### Data to use
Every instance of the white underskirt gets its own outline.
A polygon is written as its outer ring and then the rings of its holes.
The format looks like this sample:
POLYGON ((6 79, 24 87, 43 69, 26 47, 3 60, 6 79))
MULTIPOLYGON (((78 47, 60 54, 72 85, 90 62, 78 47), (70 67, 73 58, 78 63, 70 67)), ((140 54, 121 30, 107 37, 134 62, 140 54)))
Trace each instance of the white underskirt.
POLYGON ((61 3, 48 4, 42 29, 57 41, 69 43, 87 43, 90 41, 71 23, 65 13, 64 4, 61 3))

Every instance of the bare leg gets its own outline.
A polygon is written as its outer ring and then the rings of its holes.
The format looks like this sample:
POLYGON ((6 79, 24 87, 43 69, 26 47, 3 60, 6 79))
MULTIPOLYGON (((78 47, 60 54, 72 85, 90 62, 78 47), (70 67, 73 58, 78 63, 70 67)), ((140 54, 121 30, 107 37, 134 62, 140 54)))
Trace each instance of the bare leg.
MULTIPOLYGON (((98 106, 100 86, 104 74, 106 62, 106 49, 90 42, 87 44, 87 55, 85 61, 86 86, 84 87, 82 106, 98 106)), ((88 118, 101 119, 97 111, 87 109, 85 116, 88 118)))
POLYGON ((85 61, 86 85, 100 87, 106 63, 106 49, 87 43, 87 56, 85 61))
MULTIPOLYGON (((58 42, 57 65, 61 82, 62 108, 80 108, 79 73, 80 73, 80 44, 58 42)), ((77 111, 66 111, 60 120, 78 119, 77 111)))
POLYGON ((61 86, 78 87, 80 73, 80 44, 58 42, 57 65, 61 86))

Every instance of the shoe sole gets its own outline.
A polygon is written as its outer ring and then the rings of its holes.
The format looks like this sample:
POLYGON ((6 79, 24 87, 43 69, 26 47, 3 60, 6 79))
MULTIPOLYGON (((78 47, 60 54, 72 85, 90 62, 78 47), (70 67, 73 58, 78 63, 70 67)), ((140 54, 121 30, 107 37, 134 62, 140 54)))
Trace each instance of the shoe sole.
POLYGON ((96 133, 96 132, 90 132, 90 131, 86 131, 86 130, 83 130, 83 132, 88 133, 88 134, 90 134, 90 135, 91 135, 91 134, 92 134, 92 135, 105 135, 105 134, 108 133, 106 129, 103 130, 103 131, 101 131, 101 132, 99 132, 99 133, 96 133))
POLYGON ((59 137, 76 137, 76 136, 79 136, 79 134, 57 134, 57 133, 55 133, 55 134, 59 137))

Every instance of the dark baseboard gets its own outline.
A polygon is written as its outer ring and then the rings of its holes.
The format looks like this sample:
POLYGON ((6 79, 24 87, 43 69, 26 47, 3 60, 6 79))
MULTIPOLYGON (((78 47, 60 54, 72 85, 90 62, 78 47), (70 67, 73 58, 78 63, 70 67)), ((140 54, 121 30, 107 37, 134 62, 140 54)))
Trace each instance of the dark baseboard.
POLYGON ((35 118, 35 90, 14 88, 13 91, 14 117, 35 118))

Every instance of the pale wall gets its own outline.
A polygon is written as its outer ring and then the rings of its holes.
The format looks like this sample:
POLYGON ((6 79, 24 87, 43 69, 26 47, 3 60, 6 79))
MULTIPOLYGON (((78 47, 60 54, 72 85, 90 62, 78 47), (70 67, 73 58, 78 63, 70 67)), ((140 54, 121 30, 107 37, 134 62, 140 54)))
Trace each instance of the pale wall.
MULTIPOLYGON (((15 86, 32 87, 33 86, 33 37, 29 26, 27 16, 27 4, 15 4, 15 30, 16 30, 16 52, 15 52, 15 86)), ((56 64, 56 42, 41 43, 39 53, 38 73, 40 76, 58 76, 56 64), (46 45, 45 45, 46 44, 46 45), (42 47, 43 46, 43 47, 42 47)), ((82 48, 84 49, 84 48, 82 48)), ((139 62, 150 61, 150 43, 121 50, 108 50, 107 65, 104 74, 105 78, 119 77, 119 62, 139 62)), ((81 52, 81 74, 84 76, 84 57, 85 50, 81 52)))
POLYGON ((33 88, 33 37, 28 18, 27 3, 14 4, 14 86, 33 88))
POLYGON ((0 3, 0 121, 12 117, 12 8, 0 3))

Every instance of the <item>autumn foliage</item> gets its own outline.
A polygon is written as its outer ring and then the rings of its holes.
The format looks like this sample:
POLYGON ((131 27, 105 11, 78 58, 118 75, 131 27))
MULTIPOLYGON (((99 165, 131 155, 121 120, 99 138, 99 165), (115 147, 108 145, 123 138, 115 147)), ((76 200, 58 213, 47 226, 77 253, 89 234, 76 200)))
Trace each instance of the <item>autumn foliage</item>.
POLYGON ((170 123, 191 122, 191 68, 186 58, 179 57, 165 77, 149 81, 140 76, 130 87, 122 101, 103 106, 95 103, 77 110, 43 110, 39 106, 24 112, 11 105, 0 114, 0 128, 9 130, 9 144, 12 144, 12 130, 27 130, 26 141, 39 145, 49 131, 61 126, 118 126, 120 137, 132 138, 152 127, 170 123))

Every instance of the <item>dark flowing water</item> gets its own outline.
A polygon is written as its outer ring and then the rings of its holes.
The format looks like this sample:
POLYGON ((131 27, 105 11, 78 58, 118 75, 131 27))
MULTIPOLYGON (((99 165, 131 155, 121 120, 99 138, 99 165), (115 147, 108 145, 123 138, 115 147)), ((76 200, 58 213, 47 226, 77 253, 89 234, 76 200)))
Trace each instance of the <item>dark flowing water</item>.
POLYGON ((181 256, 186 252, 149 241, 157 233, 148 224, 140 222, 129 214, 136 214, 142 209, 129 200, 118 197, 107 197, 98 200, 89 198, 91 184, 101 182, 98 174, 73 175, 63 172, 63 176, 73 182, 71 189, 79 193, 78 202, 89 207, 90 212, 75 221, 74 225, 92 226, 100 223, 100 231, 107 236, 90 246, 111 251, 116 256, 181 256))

### Problem to solve
Extract every line of the data above and reproduce each one unchanged.

### Output for this exercise
Every instance of the white underskirt gets its own outline.
A polygon is written as its outer ring and then the rings of its holes.
The format looks like this sample:
POLYGON ((6 79, 24 87, 43 69, 26 47, 3 60, 6 79))
MULTIPOLYGON (((78 47, 60 54, 72 85, 90 62, 78 47), (70 67, 73 58, 78 63, 70 67)), ((140 54, 121 30, 107 37, 134 62, 140 54)))
Trace each instance of the white underskirt.
POLYGON ((61 3, 48 4, 42 29, 57 41, 69 43, 87 43, 90 41, 71 23, 65 13, 64 4, 61 3))

Every instance of the bare leg gets its own outline.
A polygon is written as its outer ring and then the rings of its holes.
The format looks like this sample:
POLYGON ((6 79, 24 87, 43 69, 26 47, 3 60, 6 79))
MULTIPOLYGON (((78 47, 60 54, 72 85, 90 62, 78 47), (70 67, 73 58, 78 63, 70 67)), ((140 54, 121 30, 107 37, 134 62, 140 54)))
Trace each instance of the bare leg.
MULTIPOLYGON (((98 106, 100 86, 104 74, 106 62, 106 49, 90 42, 87 44, 87 55, 85 61, 86 86, 84 87, 82 106, 98 106)), ((88 118, 101 119, 97 111, 87 109, 85 116, 88 118)))
POLYGON ((85 61, 86 85, 100 87, 106 63, 106 49, 87 43, 87 56, 85 61))
MULTIPOLYGON (((58 42, 57 65, 61 82, 62 108, 80 108, 79 73, 80 73, 80 44, 58 42)), ((77 111, 66 111, 60 120, 78 119, 77 111)))
POLYGON ((61 86, 78 87, 80 73, 80 44, 58 42, 57 65, 61 86))

Every instance of the shoe sole gets its own outline.
A polygon is written as its outer ring and then the rings of its holes.
The format looks like this sample:
POLYGON ((6 79, 24 87, 43 69, 26 47, 3 60, 6 79))
MULTIPOLYGON (((78 47, 60 54, 72 85, 90 62, 78 47), (70 67, 73 58, 78 63, 70 67)), ((140 54, 121 30, 107 37, 134 62, 140 54)))
Trace each instance of the shoe sole.
POLYGON ((96 133, 96 132, 90 132, 90 131, 86 131, 86 130, 83 130, 83 132, 88 133, 88 134, 90 134, 90 135, 91 135, 91 134, 92 134, 92 135, 105 135, 105 134, 108 133, 106 129, 103 130, 103 131, 101 131, 101 132, 99 132, 99 133, 96 133))
POLYGON ((59 137, 76 137, 76 136, 79 136, 79 134, 57 134, 57 133, 55 133, 55 134, 59 137))

Every instance of the dark baseboard gets its own outline.
A polygon is written as its outer ring and then the rings of its holes.
The format looks like this sample:
POLYGON ((6 79, 24 87, 43 69, 26 47, 3 60, 6 79))
MULTIPOLYGON (((78 47, 60 54, 72 85, 90 62, 78 47), (70 67, 73 58, 78 63, 70 67)), ((140 54, 121 30, 107 37, 134 62, 140 54)))
Trace each instance of the dark baseboard.
POLYGON ((35 118, 35 90, 14 88, 13 91, 14 117, 35 118))

Every instance of the pale wall gets its own outline.
A polygon is written as its outer ring and then the rings of its holes.
The format looks like this sample:
POLYGON ((6 79, 24 87, 43 69, 26 47, 3 60, 6 79))
MULTIPOLYGON (((78 47, 60 54, 72 85, 90 62, 78 47), (70 67, 73 58, 78 63, 70 67)), ((140 54, 121 30, 107 37, 134 62, 140 54)))
Trace each instance of the pale wall.
MULTIPOLYGON (((15 86, 32 87, 33 86, 33 37, 29 26, 27 16, 27 4, 15 4, 15 30, 16 30, 16 52, 15 52, 15 86)), ((56 64, 56 42, 41 43, 39 53, 38 73, 40 76, 58 76, 56 64), (46 45, 45 45, 46 44, 46 45), (42 47, 43 46, 43 47, 42 47)), ((82 48, 84 49, 84 48, 82 48)), ((139 62, 150 61, 150 43, 121 50, 108 50, 107 65, 104 74, 105 78, 119 77, 119 62, 139 62)), ((81 52, 81 74, 84 76, 84 57, 85 50, 81 52)))
POLYGON ((33 88, 33 37, 28 18, 27 3, 14 4, 14 86, 33 88))
POLYGON ((0 3, 0 121, 12 117, 12 8, 0 3))

Every instance of the <item>autumn foliage</item> gets its own outline.
A polygon is written as its outer ring and then the rings of its holes.
The format looks like this sample:
POLYGON ((131 27, 105 11, 78 58, 118 75, 131 27))
MULTIPOLYGON (((99 165, 131 155, 121 120, 99 138, 99 165), (115 147, 108 145, 123 138, 115 147)), ((76 200, 58 213, 47 226, 77 253, 89 234, 76 200)))
Trace each instance of the <item>autumn foliage</item>.
POLYGON ((170 123, 191 122, 191 68, 186 58, 179 57, 165 77, 149 81, 140 76, 130 87, 122 101, 103 106, 95 103, 77 110, 43 110, 39 106, 24 112, 11 105, 0 114, 0 128, 9 130, 9 144, 12 144, 12 130, 27 130, 26 141, 39 145, 49 131, 61 126, 118 126, 120 137, 132 138, 152 127, 170 123))

Every instance of the <item>dark flowing water</item> gets its own outline.
A polygon is written as its outer ring and then the rings of its holes.
The format looks like this sample:
POLYGON ((131 27, 105 11, 78 58, 118 75, 131 27))
MULTIPOLYGON (((99 165, 131 155, 121 120, 99 138, 99 165), (115 147, 108 145, 123 138, 115 147)), ((76 200, 58 213, 47 226, 77 253, 89 234, 76 200)))
Trace each instance of the <item>dark flowing water</item>.
POLYGON ((181 256, 186 252, 149 241, 157 233, 148 224, 140 222, 129 214, 136 214, 142 209, 129 200, 118 197, 107 197, 98 200, 89 198, 91 184, 101 182, 98 174, 73 175, 63 172, 63 176, 73 182, 71 189, 79 193, 78 202, 89 207, 90 212, 75 221, 74 225, 92 226, 100 223, 100 231, 107 236, 90 246, 111 251, 116 256, 181 256))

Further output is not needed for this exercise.